Time scales are important. Any time you use TCP to send a moderately large 
file, you drive the link into congestion. Sometimes this is for a few 
milliseconds per hour and sometimes this is for 10s of minutes per hour.

For instance, watching a 3 Mbps video (Netflix/YouTube/whatever) on a 4 Mbps 
link with no cross traffic can cause significant bloat, particularly on older 
tail drop middleboxes.  The host code does an HTTP get every N seconds, and 
drives the link as hard as it can until it gets the video chunk. It waits a 
second or two and then does it again. Rinse and Repeat. You end up with a very 
characteristic delay plot. The bloat starts at 0, builds until the middlebox 
provides congestion feedback, then sawtooths around at about the buffer size. 
When the burst ends, the middlebox burns down its buffer and bloat goes back to 
zero. Wait a second or two and do it again.

You can't fix this by adding bandwidth to the link. The endpoint's TCP sessions 
will simply ramp up to fill the link. You will shorten the congested phase of 
the cycle, but TCP will ALWAYS FILL THE LINK (given enough time to ramp up)

The new AQM (and FQ_AQM) algorithms do a much better job of controlling the 
oscillatory bloat, but you can still see ABR video patterns in the delay 
figures. 

Bvs


-----Original Message-----
From: [email protected] 
[mailto:[email protected]] On Behalf Of Dave Taht
Sent: Tuesday, May 12, 2015 12:00 PM
To: bloat; [email protected]
Subject: [Bloat] better business bufferbloat monitoring tools?

One thread bothering me on dslreports.com is that some folk seem to think you 
only get bufferbloat if you stress test the network, where transient 
bufferbloat is happening all the time, everywhere.

On one of my main sqm'd network gateways, day in, day out, it reports about 
6000 drops or ecn marks on ingress, and about 300 on egress.
Before I doubled the bandwidth that main box got, the drop rate used to be much 
higher, and a great deal of the bloat, drops, etc, has now moved into the wifi 
APs deeper into the network where I am not monitoring it effectively.

I would love to see tools like mrtg, cacti, nagios and smokeping[1] be more 
closely integrated, with bloat related plugins, and in particular, as things 
like fq_codel and other ecn enabled aqms deploy, start also tracking congestive 
events like loss and ecn CE markings on the bandwidth tracking graphs.

● **EXTRACTED INFORMATION**
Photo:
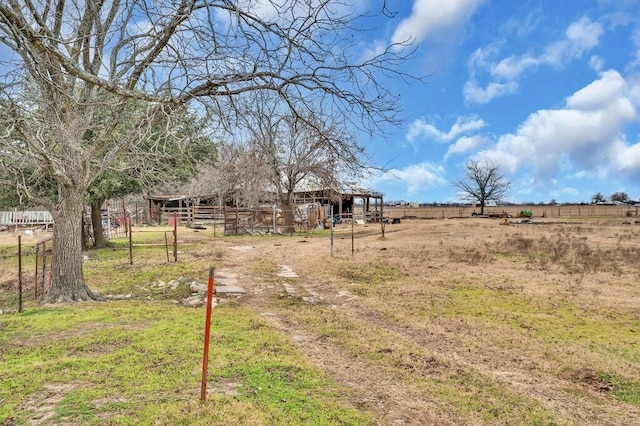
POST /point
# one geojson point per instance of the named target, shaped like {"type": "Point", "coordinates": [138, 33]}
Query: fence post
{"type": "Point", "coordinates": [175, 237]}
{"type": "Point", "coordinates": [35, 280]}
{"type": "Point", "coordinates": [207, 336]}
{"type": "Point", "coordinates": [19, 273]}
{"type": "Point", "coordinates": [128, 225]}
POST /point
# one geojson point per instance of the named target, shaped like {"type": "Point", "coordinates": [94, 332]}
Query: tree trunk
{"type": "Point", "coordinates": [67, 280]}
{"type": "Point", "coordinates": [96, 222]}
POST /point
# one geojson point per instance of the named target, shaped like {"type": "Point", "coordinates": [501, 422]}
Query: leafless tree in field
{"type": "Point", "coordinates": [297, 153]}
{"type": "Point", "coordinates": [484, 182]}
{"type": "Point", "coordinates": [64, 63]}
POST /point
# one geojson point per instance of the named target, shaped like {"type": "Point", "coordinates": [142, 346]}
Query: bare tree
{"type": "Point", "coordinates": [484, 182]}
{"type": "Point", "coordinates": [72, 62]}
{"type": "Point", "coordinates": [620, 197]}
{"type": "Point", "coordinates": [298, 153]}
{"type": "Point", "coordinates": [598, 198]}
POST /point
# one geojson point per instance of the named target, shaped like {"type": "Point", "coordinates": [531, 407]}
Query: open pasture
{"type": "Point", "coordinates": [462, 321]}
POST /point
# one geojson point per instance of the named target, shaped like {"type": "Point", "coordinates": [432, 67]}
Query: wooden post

● **TASKS TO PERFORM**
1. According to the bufferbloat email, about how many drops or ecn marks does the sqm'd gateway report on ingress each day?
2. Identify every line of the records that contains the word "tree", and copy each one. Case counts.

● **OUTPUTS BY TASK**
1. About 6000.

2.
Query: tree trunk
Query: leafless tree in field
Query: bare tree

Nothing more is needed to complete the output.